§ What this task involves: Whenever a line contains the string "pant", copy it out of the entries.

§ Provided material:

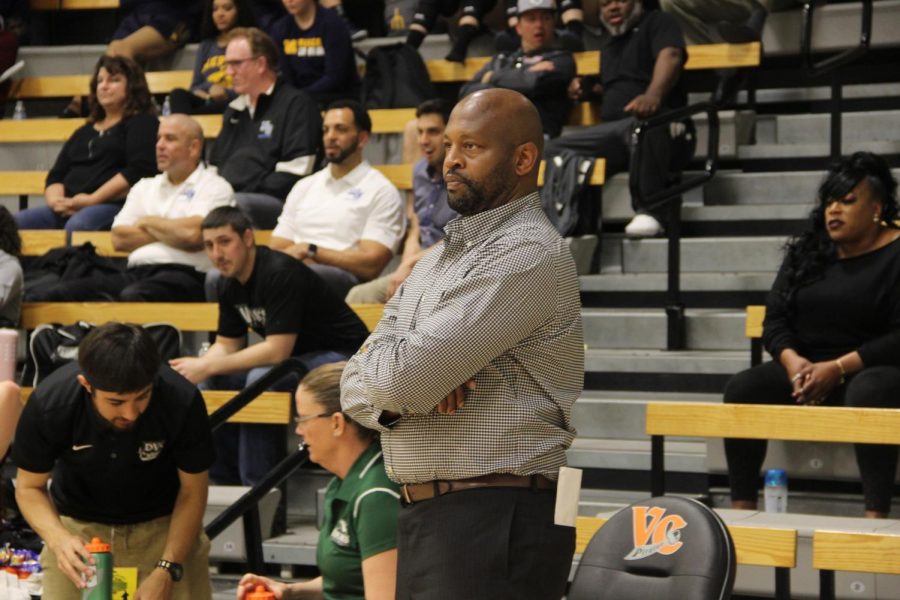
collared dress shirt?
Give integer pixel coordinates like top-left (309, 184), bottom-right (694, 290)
top-left (341, 192), bottom-right (584, 483)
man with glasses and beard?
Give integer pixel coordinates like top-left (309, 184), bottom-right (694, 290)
top-left (269, 100), bottom-right (405, 298)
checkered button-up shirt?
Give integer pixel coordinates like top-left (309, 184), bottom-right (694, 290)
top-left (341, 192), bottom-right (584, 483)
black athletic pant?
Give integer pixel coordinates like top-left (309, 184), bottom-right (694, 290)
top-left (396, 487), bottom-right (575, 600)
top-left (723, 360), bottom-right (900, 514)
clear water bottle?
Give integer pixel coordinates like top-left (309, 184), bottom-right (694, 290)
top-left (12, 100), bottom-right (26, 120)
top-left (161, 95), bottom-right (172, 116)
top-left (198, 341), bottom-right (211, 357)
top-left (764, 468), bottom-right (788, 513)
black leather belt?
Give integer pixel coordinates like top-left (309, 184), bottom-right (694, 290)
top-left (400, 473), bottom-right (556, 504)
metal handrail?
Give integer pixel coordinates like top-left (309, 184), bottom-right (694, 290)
top-left (204, 357), bottom-right (311, 571)
top-left (208, 357), bottom-right (308, 430)
top-left (801, 0), bottom-right (873, 78)
top-left (629, 101), bottom-right (720, 350)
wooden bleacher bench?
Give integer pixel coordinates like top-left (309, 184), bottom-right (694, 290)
top-left (7, 161), bottom-right (606, 229)
top-left (576, 514), bottom-right (796, 599)
top-left (20, 301), bottom-right (385, 332)
top-left (645, 401), bottom-right (900, 497)
top-left (20, 230), bottom-right (66, 256)
top-left (814, 529), bottom-right (900, 600)
top-left (745, 304), bottom-right (766, 365)
top-left (30, 0), bottom-right (119, 9)
top-left (16, 302), bottom-right (384, 424)
top-left (18, 386), bottom-right (292, 424)
top-left (423, 42), bottom-right (762, 82)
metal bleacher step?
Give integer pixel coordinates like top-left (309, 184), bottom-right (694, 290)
top-left (573, 389), bottom-right (720, 440)
top-left (602, 235), bottom-right (786, 274)
top-left (585, 348), bottom-right (749, 375)
top-left (738, 139), bottom-right (900, 162)
top-left (762, 0), bottom-right (900, 57)
top-left (582, 307), bottom-right (746, 350)
top-left (776, 110), bottom-right (900, 145)
top-left (18, 43), bottom-right (198, 78)
top-left (580, 271), bottom-right (775, 293)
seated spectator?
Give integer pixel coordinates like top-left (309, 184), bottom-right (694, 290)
top-left (251, 0), bottom-right (286, 32)
top-left (320, 0), bottom-right (387, 40)
top-left (270, 100), bottom-right (405, 298)
top-left (460, 0), bottom-right (576, 139)
top-left (107, 0), bottom-right (200, 63)
top-left (170, 206), bottom-right (369, 486)
top-left (63, 0), bottom-right (201, 118)
top-left (168, 0), bottom-right (258, 115)
top-left (660, 0), bottom-right (767, 44)
top-left (406, 0), bottom-right (583, 62)
top-left (347, 99), bottom-right (457, 304)
top-left (236, 362), bottom-right (398, 599)
top-left (16, 56), bottom-right (158, 234)
top-left (209, 27), bottom-right (321, 229)
top-left (724, 152), bottom-right (900, 519)
top-left (0, 207), bottom-right (22, 328)
top-left (269, 0), bottom-right (361, 106)
top-left (28, 115), bottom-right (234, 302)
top-left (545, 0), bottom-right (687, 237)
top-left (0, 0), bottom-right (28, 107)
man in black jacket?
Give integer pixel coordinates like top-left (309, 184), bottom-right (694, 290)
top-left (210, 27), bottom-right (321, 229)
top-left (459, 0), bottom-right (576, 139)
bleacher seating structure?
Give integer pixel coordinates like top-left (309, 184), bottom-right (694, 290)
top-left (5, 2), bottom-right (900, 597)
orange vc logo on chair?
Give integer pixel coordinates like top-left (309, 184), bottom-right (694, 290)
top-left (624, 506), bottom-right (687, 561)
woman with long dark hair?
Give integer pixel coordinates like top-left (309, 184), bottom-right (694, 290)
top-left (724, 151), bottom-right (900, 518)
top-left (168, 0), bottom-right (257, 115)
top-left (15, 56), bottom-right (158, 234)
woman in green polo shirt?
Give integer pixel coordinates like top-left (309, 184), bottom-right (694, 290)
top-left (237, 361), bottom-right (399, 600)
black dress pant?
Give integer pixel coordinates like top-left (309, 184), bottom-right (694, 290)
top-left (396, 487), bottom-right (575, 600)
top-left (723, 360), bottom-right (900, 514)
top-left (35, 264), bottom-right (206, 302)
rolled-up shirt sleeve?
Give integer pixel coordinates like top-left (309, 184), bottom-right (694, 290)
top-left (341, 238), bottom-right (556, 423)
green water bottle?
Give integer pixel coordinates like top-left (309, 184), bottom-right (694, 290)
top-left (82, 537), bottom-right (112, 600)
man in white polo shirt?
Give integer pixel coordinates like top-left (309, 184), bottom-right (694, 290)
top-left (269, 99), bottom-right (405, 298)
top-left (34, 114), bottom-right (235, 302)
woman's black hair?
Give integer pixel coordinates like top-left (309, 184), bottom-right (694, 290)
top-left (0, 206), bottom-right (21, 259)
top-left (87, 55), bottom-right (154, 123)
top-left (200, 0), bottom-right (258, 40)
top-left (781, 151), bottom-right (899, 296)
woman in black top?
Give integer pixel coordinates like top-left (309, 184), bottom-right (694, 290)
top-left (15, 56), bottom-right (158, 234)
top-left (725, 151), bottom-right (900, 517)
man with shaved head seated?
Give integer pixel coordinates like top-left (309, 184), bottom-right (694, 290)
top-left (342, 89), bottom-right (584, 599)
top-left (31, 114), bottom-right (235, 302)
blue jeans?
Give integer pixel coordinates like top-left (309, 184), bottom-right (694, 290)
top-left (205, 349), bottom-right (349, 486)
top-left (235, 192), bottom-right (284, 230)
top-left (15, 202), bottom-right (125, 235)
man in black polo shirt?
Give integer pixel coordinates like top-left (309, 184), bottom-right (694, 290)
top-left (170, 206), bottom-right (368, 486)
top-left (14, 323), bottom-right (214, 600)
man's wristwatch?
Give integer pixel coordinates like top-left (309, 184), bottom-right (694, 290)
top-left (156, 559), bottom-right (183, 582)
top-left (307, 243), bottom-right (318, 259)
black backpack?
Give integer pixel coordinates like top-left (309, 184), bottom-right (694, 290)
top-left (23, 322), bottom-right (183, 387)
top-left (362, 43), bottom-right (437, 109)
top-left (541, 150), bottom-right (597, 236)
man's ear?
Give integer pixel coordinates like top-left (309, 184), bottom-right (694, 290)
top-left (76, 374), bottom-right (92, 395)
top-left (241, 227), bottom-right (255, 247)
top-left (514, 141), bottom-right (540, 177)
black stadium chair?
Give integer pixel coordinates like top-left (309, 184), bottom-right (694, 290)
top-left (569, 496), bottom-right (735, 600)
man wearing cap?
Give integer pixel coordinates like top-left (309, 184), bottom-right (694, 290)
top-left (460, 0), bottom-right (576, 139)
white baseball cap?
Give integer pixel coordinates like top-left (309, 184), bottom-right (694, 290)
top-left (517, 0), bottom-right (557, 15)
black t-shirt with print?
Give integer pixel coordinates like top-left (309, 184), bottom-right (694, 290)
top-left (13, 362), bottom-right (215, 524)
top-left (216, 246), bottom-right (369, 357)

§ Answer for the task:
black athletic pant?
black dress pant?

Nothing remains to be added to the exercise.